> **TASK STATEMENT**
Find the line that contains "For the benchmark, mark every instance of the belt". Then set down that line and all the lines after it, to the end of the records, exactly and with nothing added.

> **Some records**
◆ ◆ ◆

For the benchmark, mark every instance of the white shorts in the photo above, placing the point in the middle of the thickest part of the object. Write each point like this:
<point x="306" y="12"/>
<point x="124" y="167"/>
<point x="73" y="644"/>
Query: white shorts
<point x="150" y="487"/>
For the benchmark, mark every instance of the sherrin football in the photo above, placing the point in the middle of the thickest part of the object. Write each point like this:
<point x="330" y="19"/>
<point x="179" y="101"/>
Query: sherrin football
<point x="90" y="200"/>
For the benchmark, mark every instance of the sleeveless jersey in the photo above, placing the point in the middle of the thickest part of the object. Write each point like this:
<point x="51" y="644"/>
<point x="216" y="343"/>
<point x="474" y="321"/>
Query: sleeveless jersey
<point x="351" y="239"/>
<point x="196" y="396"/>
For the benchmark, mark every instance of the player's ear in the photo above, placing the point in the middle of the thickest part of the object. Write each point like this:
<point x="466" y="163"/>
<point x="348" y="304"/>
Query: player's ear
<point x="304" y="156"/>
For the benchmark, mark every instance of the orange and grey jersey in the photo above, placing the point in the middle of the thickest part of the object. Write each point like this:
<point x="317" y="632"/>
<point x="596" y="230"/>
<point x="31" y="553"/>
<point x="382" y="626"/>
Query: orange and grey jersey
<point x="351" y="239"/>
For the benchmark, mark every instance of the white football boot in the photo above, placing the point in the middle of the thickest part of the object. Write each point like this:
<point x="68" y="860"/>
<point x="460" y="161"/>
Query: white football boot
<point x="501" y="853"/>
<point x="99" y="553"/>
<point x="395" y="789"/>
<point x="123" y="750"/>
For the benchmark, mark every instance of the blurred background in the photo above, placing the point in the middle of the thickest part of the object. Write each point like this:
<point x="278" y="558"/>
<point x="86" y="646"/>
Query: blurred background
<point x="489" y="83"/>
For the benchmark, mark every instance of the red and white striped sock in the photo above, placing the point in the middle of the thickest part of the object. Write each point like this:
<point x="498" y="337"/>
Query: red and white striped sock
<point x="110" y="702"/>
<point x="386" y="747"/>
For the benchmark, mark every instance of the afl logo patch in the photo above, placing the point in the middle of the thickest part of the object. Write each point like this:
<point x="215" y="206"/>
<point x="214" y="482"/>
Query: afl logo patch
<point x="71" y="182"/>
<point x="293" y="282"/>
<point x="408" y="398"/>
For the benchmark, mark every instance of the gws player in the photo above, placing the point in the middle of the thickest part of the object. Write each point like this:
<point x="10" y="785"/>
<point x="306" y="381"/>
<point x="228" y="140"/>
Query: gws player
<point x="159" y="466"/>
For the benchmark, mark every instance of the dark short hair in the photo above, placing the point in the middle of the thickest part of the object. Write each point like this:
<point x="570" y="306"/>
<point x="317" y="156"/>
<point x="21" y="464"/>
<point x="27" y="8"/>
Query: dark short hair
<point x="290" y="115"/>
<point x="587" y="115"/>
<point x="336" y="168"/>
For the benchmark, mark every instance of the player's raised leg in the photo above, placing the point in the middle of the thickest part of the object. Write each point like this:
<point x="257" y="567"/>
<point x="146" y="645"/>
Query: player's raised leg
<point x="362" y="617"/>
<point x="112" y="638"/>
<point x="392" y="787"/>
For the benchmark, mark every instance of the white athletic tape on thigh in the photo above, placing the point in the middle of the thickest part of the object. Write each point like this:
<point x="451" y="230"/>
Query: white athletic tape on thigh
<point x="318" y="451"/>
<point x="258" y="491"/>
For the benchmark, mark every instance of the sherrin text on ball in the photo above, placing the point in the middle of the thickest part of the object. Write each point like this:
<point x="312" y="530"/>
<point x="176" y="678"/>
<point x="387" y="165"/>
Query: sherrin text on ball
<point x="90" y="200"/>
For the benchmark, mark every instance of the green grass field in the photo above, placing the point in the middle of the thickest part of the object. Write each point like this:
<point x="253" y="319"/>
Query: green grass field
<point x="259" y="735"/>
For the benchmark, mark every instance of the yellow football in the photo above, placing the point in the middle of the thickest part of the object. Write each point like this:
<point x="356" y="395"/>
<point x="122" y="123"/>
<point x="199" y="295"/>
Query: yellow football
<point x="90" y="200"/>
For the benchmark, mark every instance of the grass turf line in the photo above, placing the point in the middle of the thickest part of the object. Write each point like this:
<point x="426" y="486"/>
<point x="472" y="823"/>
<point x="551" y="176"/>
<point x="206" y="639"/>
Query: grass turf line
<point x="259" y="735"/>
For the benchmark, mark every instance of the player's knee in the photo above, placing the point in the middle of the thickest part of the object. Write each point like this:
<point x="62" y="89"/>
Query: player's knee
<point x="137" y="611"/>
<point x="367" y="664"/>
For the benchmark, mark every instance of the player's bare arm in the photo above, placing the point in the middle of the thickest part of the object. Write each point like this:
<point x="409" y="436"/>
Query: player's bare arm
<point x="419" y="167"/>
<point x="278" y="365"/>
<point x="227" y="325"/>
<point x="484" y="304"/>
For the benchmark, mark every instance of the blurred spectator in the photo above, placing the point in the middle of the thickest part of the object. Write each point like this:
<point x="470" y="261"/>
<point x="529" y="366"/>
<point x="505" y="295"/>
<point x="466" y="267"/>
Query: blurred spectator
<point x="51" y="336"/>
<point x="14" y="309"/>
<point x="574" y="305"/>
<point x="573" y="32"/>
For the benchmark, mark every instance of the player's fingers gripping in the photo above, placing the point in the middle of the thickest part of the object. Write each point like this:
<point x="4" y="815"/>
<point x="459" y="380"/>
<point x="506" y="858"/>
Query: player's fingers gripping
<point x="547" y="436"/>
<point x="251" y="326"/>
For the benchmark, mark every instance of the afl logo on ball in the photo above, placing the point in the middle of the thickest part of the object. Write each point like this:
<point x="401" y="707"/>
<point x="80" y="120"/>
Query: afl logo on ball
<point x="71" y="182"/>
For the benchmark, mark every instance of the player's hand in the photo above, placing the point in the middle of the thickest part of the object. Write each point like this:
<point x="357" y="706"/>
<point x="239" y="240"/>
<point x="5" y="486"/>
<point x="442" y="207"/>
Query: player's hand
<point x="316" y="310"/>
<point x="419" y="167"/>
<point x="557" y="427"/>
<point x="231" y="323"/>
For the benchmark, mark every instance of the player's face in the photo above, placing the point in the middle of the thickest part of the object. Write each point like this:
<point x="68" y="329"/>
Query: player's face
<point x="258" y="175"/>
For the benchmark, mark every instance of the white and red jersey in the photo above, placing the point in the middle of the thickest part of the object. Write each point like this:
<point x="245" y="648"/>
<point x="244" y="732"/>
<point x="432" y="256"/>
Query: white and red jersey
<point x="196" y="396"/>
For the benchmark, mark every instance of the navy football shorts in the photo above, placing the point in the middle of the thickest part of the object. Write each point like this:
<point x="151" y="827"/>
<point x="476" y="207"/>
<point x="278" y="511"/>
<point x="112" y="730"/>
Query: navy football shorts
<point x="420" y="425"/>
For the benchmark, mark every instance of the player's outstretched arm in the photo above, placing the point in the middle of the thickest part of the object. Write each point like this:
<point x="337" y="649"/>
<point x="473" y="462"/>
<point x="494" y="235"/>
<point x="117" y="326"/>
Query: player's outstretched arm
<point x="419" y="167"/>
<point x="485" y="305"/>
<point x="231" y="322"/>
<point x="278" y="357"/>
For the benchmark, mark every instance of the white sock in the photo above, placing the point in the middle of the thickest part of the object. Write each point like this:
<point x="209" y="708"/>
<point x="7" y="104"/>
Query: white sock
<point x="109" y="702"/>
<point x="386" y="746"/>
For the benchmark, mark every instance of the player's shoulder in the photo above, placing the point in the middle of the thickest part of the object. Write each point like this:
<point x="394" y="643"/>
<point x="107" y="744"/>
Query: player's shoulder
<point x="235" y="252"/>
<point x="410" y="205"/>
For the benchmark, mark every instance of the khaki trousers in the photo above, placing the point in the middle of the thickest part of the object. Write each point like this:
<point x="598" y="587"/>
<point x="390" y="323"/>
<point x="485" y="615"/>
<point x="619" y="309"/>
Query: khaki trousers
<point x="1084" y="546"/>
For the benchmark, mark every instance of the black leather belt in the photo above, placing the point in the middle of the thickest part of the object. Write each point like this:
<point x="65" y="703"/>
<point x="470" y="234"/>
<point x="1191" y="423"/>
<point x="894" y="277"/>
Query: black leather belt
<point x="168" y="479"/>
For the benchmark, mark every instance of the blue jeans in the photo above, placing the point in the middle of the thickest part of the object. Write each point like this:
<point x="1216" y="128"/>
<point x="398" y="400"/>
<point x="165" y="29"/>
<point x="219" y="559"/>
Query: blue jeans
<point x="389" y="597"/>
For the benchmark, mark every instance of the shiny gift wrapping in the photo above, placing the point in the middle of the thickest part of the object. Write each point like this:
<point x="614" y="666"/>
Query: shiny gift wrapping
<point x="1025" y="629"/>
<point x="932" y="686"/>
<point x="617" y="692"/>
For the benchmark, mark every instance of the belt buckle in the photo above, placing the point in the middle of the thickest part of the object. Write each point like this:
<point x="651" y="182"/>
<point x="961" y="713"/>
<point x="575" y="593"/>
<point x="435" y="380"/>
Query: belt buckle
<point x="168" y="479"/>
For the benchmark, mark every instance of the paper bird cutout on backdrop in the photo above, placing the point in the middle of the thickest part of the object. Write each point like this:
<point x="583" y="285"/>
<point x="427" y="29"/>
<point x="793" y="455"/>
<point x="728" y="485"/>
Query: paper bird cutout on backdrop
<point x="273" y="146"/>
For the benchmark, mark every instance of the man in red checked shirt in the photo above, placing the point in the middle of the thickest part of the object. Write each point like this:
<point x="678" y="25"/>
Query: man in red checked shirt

◆ ◆ ◆

> **RESPONSE BELOW**
For the benchmark, mark every instance of the belt buckle in the photo above, placing the point in the middle of the thickest part of the object. Write each point like this:
<point x="651" y="182"/>
<point x="961" y="713"/>
<point x="575" y="593"/>
<point x="435" y="380"/>
Query: belt buckle
<point x="168" y="479"/>
For the benchmark, mark every instance of the paper bird cutout on backdrop in the photo above, placing the point in the middle of the thickest part of the object. Write each point like this:
<point x="583" y="285"/>
<point x="427" y="29"/>
<point x="793" y="455"/>
<point x="728" y="485"/>
Query: paper bird cutout on backdrop
<point x="273" y="146"/>
For the benchmark, mark every instance of the man in red checked shirt in the photo above, placing the point in the middle of the thickest part of the object. Write each point like this:
<point x="678" y="25"/>
Query: man in red checked shirt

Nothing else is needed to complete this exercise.